↓↓↓

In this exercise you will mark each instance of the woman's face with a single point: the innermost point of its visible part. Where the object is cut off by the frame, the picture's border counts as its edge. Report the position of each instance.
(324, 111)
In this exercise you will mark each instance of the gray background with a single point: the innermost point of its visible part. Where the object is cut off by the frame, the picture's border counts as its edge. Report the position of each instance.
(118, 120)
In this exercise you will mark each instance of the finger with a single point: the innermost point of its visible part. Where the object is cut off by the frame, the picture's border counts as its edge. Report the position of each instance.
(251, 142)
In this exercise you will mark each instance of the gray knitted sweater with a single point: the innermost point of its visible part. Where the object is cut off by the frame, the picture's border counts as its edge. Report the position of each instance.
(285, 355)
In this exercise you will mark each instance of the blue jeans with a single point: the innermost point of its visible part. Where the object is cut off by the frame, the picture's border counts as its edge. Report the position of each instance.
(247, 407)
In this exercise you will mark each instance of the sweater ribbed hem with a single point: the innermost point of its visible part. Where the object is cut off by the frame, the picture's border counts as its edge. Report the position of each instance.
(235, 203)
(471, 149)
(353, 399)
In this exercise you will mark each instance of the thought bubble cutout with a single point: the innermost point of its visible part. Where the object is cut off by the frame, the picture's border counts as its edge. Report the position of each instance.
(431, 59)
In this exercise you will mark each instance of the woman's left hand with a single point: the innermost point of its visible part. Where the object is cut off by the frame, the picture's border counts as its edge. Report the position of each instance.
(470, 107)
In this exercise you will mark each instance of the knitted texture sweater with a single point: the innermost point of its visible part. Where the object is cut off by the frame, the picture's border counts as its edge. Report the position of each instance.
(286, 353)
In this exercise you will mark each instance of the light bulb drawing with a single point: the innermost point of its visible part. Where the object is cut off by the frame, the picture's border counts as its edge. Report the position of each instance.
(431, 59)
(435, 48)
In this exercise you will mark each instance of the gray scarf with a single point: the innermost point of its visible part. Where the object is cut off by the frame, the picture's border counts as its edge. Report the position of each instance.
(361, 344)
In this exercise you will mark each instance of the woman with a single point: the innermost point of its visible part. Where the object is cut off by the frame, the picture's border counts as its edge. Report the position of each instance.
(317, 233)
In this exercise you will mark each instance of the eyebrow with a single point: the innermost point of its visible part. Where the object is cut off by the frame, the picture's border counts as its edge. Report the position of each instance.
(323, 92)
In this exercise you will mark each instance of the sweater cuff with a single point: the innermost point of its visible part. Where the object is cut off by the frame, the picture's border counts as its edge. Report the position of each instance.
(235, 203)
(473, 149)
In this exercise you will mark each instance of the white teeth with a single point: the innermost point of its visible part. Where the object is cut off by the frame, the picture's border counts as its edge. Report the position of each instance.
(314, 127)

↑↑↑

Assigned task: Please output every record exactly as it appears.

Answer to this exercise:
In this exercise you will mark each instance of the woman's face with a single point: the innermost point of its visible part. Where the object is cut off by the frame, the picture's border counts as its edge. Report the position of each instance.
(324, 111)
In this exercise you will mark each instance of the gray background with a single point: the innermost point of its visible part. Where the object is cut off by the frame, the picture's border counts as its edge. Report the position of each instance.
(118, 120)
In this exercise you will mark each instance of the finger with a single point: the innermost point of its visible part. Where the object is cut off by the frame, the picture's border counts as its edge. Report the position of each instance.
(251, 142)
In this exercise you will mark each instance of the gray knitted sweater with a single point: the innermost point of its visible part. Where the object is cut off by the frame, the picture's border counts as its edge. Report the position of each instance.
(285, 355)
In this exercise you will mark each instance of the blue jeans with a single point: the innermost point of its visible part. Where the object is cut off by the frame, the picture's border counts as its edge. Report the position of each instance.
(247, 407)
In this exercise you will mark each instance of the sweater ribbed hem with a single point: the innermost point of its visible part. Where the object is cut off by the frame, the picture's border counts as its edge. Report the position of each instance.
(235, 203)
(471, 149)
(353, 399)
In this exercise you will mark each instance of the thought bubble cutout with a single point: the innermost point of its visible part. Where the object is cut off by the frame, the picture's border counts as its edge. Report the position of each instance.
(431, 59)
In this exercise you will mark each instance of the woman's left hand with a single point: the innermost point of its visible part. Where the object is cut off by the frame, the picture's border counts as its edge. Report the position of each instance.
(470, 107)
In this exercise you will mark each instance of the knitted texture sweater with a single point: the innermost point of its visible part. Where the object is cut off by the frame, the picture's border counts as its edge. Report the position of each instance.
(286, 353)
In this exercise you will mark each instance of the light bulb drawing with a single point: the innermost point of its visible part. Where the object is cut off by the frame, the picture's border counts as its edge. Report the position of each instance.
(431, 59)
(435, 48)
In this exercise you will mark each instance of the gray scarf with a single point: the innermost point of its visible part. Where the object is cut off by the frame, the picture's border counts as its edge. Report the position of each instance.
(361, 344)
In this exercise you will mark each instance of the woman with a single point: the innermost point of its visible part. Where the object is cut off by the frame, the picture's border counts as its edge. Report the position of each instance.
(317, 233)
In this exercise you will mark each instance of the eyebrow with a single point: the innermost point of its visible part. Where the object is cut off by the frame, the picture's border counts as its edge. Report the position of each instance.
(323, 92)
In this exercise you will mark each instance of the sweater cuff with a single point: the innermost point of its visible part. Where the object is cut off by the frame, the picture's border counts as its edge. Report the position of each instance.
(235, 203)
(473, 149)
In this exercise you will mark each instance of the white teeth with a single point: the innermost point of its visible part. Where the object is cut off by the frame, the picture's border counts as its edge. Report the position of each instance.
(314, 127)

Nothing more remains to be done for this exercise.